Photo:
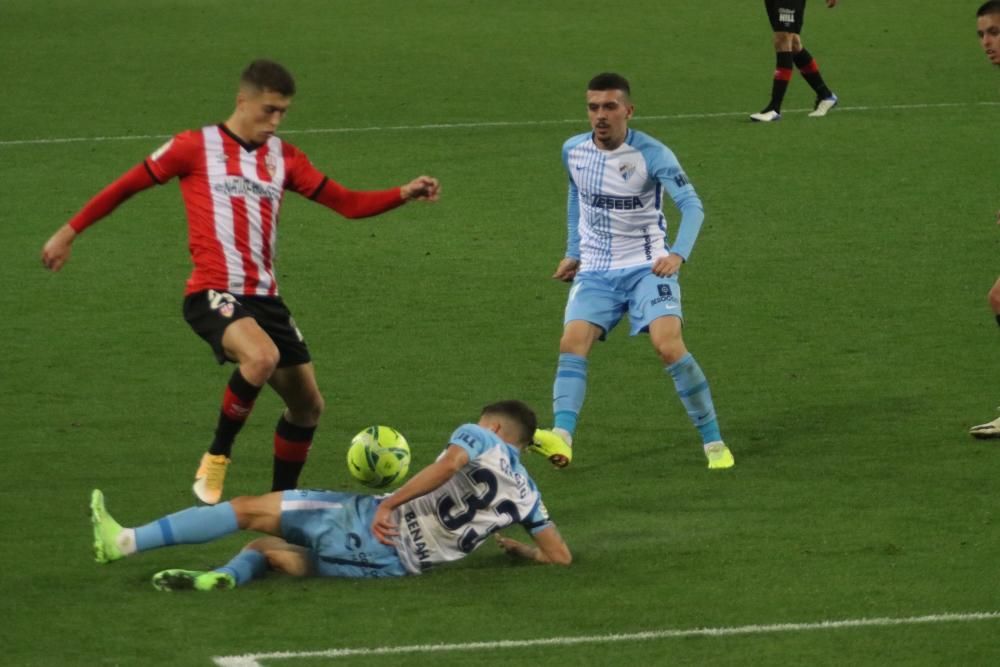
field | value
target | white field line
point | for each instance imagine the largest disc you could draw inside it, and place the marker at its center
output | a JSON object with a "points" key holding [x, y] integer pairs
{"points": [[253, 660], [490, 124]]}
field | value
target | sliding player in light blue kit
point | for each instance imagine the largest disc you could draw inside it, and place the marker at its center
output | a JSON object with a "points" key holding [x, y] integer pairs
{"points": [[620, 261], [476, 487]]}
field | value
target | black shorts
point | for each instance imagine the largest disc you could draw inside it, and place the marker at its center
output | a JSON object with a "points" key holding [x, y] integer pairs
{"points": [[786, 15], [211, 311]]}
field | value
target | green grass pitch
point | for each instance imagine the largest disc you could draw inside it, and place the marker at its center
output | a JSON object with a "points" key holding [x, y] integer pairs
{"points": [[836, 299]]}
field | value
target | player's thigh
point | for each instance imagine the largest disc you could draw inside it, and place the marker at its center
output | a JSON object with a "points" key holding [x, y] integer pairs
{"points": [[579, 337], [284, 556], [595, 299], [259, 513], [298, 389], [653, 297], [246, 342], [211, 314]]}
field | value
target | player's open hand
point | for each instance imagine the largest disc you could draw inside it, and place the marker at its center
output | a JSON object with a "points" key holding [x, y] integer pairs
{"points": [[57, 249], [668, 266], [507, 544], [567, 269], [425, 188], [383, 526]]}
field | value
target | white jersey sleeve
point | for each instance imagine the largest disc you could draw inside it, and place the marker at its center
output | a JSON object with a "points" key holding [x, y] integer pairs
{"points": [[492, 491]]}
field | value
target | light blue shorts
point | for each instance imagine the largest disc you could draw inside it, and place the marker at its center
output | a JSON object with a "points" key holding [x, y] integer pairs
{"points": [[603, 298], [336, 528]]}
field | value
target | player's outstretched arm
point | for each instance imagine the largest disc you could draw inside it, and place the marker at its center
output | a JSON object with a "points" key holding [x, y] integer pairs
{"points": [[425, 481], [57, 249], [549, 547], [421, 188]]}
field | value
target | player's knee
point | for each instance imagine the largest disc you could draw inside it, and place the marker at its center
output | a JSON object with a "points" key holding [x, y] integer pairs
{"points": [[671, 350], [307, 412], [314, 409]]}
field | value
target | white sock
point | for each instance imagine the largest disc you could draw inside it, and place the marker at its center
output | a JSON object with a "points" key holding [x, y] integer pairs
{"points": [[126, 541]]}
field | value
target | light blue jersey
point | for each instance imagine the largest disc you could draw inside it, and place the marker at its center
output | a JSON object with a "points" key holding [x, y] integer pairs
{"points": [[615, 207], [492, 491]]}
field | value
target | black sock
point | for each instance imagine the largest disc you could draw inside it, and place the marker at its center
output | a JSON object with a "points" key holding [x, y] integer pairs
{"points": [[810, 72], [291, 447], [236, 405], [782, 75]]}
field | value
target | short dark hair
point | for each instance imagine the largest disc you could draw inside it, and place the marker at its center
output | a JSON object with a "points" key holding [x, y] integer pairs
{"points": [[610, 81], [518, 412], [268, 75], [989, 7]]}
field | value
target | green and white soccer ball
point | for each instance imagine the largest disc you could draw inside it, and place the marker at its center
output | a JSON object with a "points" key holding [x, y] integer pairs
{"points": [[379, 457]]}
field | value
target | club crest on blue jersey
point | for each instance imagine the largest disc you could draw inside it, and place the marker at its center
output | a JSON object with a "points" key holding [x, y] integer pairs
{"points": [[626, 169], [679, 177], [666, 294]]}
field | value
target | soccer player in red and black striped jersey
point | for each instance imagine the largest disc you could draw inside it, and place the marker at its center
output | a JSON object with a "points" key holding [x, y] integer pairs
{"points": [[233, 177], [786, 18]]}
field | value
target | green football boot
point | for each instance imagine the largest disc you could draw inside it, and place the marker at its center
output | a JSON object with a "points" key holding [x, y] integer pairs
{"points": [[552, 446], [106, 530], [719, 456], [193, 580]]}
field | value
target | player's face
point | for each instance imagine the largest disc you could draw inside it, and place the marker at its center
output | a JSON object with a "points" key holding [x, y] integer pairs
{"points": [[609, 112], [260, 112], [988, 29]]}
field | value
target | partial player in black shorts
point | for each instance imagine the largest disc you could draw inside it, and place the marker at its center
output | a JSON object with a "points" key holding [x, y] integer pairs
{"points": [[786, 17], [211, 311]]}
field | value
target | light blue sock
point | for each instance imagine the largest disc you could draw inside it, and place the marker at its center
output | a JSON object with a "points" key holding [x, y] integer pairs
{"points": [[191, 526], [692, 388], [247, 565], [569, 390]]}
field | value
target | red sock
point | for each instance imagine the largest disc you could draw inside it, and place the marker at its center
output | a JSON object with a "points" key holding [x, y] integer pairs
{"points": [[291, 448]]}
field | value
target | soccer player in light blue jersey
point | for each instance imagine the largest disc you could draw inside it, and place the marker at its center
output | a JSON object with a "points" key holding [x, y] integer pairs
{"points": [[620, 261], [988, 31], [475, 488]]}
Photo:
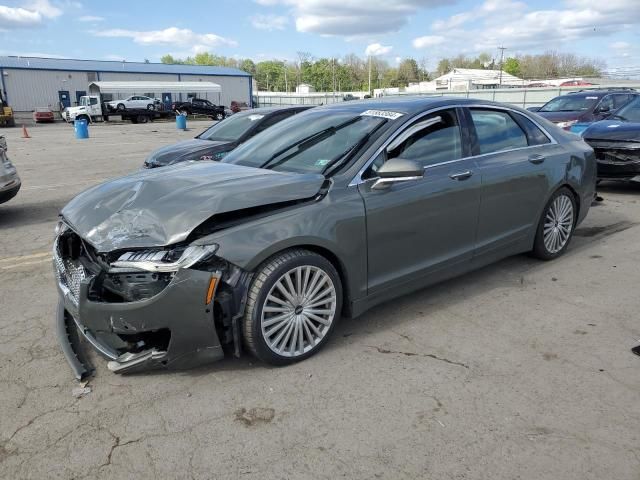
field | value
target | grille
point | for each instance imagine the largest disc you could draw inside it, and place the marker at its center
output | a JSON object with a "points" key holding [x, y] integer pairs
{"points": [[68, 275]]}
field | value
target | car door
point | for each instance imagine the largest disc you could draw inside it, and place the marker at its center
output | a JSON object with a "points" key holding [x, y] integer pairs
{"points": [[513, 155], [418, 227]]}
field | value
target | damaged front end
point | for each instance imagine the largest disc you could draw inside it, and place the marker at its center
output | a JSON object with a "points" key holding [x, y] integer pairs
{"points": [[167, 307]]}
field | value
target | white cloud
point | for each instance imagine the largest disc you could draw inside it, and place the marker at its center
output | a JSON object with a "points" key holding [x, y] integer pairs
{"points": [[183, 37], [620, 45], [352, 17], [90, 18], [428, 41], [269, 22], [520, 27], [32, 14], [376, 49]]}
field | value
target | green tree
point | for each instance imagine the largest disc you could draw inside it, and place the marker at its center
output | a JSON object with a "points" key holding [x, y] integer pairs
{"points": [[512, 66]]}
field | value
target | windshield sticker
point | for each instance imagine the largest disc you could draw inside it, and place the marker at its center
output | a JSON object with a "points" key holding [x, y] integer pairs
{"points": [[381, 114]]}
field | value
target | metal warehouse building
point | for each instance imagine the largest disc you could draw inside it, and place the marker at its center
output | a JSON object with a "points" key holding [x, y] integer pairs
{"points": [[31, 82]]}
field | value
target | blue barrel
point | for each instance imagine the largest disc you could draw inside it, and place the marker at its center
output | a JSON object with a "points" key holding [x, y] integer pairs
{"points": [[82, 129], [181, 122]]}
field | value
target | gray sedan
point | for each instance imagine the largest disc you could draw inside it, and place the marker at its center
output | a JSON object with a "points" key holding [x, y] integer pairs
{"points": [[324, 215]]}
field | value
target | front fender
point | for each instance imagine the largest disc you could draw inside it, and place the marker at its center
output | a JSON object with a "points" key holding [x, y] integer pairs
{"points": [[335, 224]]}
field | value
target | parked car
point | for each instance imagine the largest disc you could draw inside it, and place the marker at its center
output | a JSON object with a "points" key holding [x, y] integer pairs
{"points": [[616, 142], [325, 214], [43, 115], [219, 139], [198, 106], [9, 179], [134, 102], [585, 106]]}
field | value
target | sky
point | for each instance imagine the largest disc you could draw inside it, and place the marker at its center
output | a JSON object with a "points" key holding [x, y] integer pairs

• • • • •

Retype the records exactly. Any image in them should not appear in what you write.

Photo:
field | value
target | white field line
point | for each instance imagine the largest disc you could draw inside it, and place the marker at its center
output | a JSON object with a "points" key holding [x, y] integer pairs
{"points": [[253, 660], [490, 124]]}
field | value
target | sliding player in light blue kit
point | for each instance imagine the largest disc you could draw inside it, and place the marker at its center
output | a JSON object with a "points" key holding [x, y] integer pairs
{"points": [[620, 261], [476, 487]]}
field | value
target | black shorts
point | for each instance imagine the largest disc you could draw inside it, and place the marker at its center
output | a JSON object with a "points" key holding [x, y] integer pairs
{"points": [[786, 15], [211, 311]]}
field | value
target | green grass pitch
point | for each instance imagine the largest disc you could draw inside it, and place the marker at its center
output | a JSON object with a "points" key holding [x, y] integer pairs
{"points": [[836, 299]]}
field | value
target | player's thigh
point | for each instance imagine the largest disc you could draw inside it, and place the marker at its center
output | a JSON object with a "points" key holding [x, y] integer pairs
{"points": [[579, 337], [284, 556], [595, 299], [259, 513], [298, 389], [653, 297], [246, 342], [211, 314]]}
field | value
target | player's open hand
point | for each instance imagine the largest disc you could draw inside it, and place the marker at its center
output | a JSON object with a "points" key holding [x, y] integer pairs
{"points": [[57, 249], [668, 266], [507, 544], [567, 269], [425, 188], [383, 526]]}
field | value
target | white jersey sleeve
point | for each instance imagine the largest disc you could draw inside it, and place the marker at its center
output | a JSON object with a "points" key holding [x, y] integer pairs
{"points": [[492, 491]]}
field | value
target | light blue shorts
point | for each instance imagine the largest disc you could draw inside it, and place the marker at its center
output | a JSON object with a "points" key holding [x, y] integer pairs
{"points": [[603, 298], [336, 528]]}
field | value
target | player's outstretched arm
point | for each instance imagine the largest disc you could draw inside it, and place the marker at its center
output | a JSON object with a "points" key holding [x, y] integer pairs
{"points": [[425, 481], [57, 249], [549, 547], [421, 188]]}
field | value
target | player's knee
point | for each instance imagine the largest disc you could draw inside it, and place the marker at its center
output | a JSON object with a "points" key holding [x, y] integer pairs
{"points": [[671, 350], [307, 412], [314, 409]]}
field | value
target | white sock
point | for each instance imagine the largest disc you could draw inside it, and place the marker at its center
output | a JSON object with a "points" key holding [x, y] integer pairs
{"points": [[126, 541]]}
field | value
target | light blue jersey
point | for each instance imagine the largest disc you could draw inside it, and place the marker at its center
output | a JSON object with a "points" key holding [x, y] integer pairs
{"points": [[615, 207], [492, 491]]}
field | value
target | black sock
point | for each instance imagine the largest disc you could draw inside it, and place the marker at its center
output | a JSON object with a "points" key holding [x, y] integer pairs
{"points": [[810, 72], [291, 447], [236, 405], [782, 75]]}
field | value
target | short dark hair
point | for each instance imagine the largest disc you could draw inside it, and place the marker at its center
output | a JSON object with a "points" key holding [x, y] integer pairs
{"points": [[610, 81], [518, 412], [268, 75], [989, 7]]}
field | value
target | green and white soccer ball
point | for each instance imagine the largest disc you could draw inside it, and place the marker at its center
output | a JSON object with a "points" key holding [x, y] integer pairs
{"points": [[379, 457]]}
field | value
target | club crest on blue jersey
point | for each instance imagine the largest disc you could draw inside it, and place the marker at its center
output | a JSON object with a "points" key holding [x, y] integer pairs
{"points": [[626, 169], [679, 177], [666, 294]]}
field | value
target | soccer player in red and black striped jersey
point | for each instance imagine the largest disc you could draw inside it, and place the marker at its center
output | a JSON object with a "points" key holding [x, y] integer pairs
{"points": [[233, 177], [786, 18]]}
field | value
target | green football boot
point | for each instance imagine the largest disc you could draw inside it, and place the marker at its center
output | a JSON object with a "points" key holding [x, y] integer pairs
{"points": [[552, 446], [106, 530], [719, 456], [193, 580]]}
field | value
target | player's face
point | for each instance imagine the largest disc you could draw inside it, and place the marker at its center
output | a JSON object with a "points" key holding [x, y] integer pairs
{"points": [[609, 112], [260, 112], [988, 29]]}
field | value
target | partial player in black shorts
point | for each instance imagine the largest disc you could draw inside it, and place the marker at its center
output | a JSON object with a "points" key holding [x, y] integer pairs
{"points": [[786, 17], [211, 311]]}
field | value
target | light blue sock
point | for each instance imagine the largest disc you could draw inside it, and place the marker at its center
output | a JSON object with a "points" key holding [x, y] integer pairs
{"points": [[191, 526], [692, 388], [247, 565], [569, 390]]}
field | value
target | red sock
point | for each instance imagine the largest disc you could draw inside it, and place the marker at its center
output | a JSON object with a "points" key holding [x, y] integer pairs
{"points": [[291, 448]]}
field | value
target | soccer player in light blue jersey
point | for each instance imagine the largest disc you could draw inside it, and place the marker at its center
output | a JSON object with a "points" key holding [x, y] integer pairs
{"points": [[620, 261], [988, 31], [475, 488]]}
Photo:
field | value
target | grille
point | for each instance imagine the largest disc you could draw inside it, and place the marker at its center
output | a JSON object with a "points" key holding [x, y] integer pairs
{"points": [[68, 275]]}
field | value
target | car door
point | for each instance imagine the largest disc you could draw inside it, and place the marker at its center
output | a JSON object with a "points" key holding [x, y] integer pairs
{"points": [[513, 155], [418, 227]]}
field | value
target | damaged front end
point | for each instance imagine the largest disc you could draw inside it, and place the marker at its center
output | a JSON object with a "points" key holding [x, y] integer pairs
{"points": [[167, 307]]}
field | value
target | white cloud
point | for each instance imagine the largest disc you could draw inside it, and place the marker at its center
output | a JSON object with a "points" key holding [x, y] integer pairs
{"points": [[183, 37], [620, 45], [352, 17], [90, 18], [428, 41], [269, 22], [520, 27], [32, 14], [376, 49]]}
field | value
target | green tree
point | for each instance imagine the largest disc you could draw inside it, and place the marker at its center
output | a JSON object with a "points" key holding [x, y] integer pairs
{"points": [[512, 66]]}
field | value
target | windshield sticker
point | for each instance imagine the largest disc you could draw inside it, and place the marker at its center
output | a JSON object with a "points" key holding [x, y] integer pairs
{"points": [[381, 114]]}
field | value
target | metal warehouse building
point | for each instance imagine the largest disc you could draw inside it, and place the marker at its center
output | a JSON object with a "points" key holding [x, y] integer pairs
{"points": [[31, 82]]}
field | value
target | blue barrel
point | for each instance imagine the largest disc you could draw inside it, and place the marker at its center
output | a JSON object with a "points" key holding [x, y] integer pairs
{"points": [[82, 129], [181, 122]]}
field | value
target | gray sedan
point | for each instance imagine the largest disc you could draw inside it, and place the marker at its center
output | a JSON object with a "points" key holding [x, y] integer pairs
{"points": [[324, 215]]}
field | value
target | front fender
point | for each instance imagine the largest disc you could draw inside it, and place the marker at its center
output | a JSON object with a "points" key holding [x, y] integer pairs
{"points": [[335, 224]]}
field | value
target | parked car
point | for each instance imagine the largest disc you could draw inside it, and place the marker at its center
output | a JSON object with a "points" key holding [x, y] integer pairs
{"points": [[616, 142], [325, 214], [43, 115], [219, 139], [198, 106], [9, 179], [134, 102], [585, 106]]}
field | value
target | sky
point | for each instance imagine the largest disc you could draw inside it, and place the marker at its center
output | a JSON object with a "points" key holding [x, y] integer pairs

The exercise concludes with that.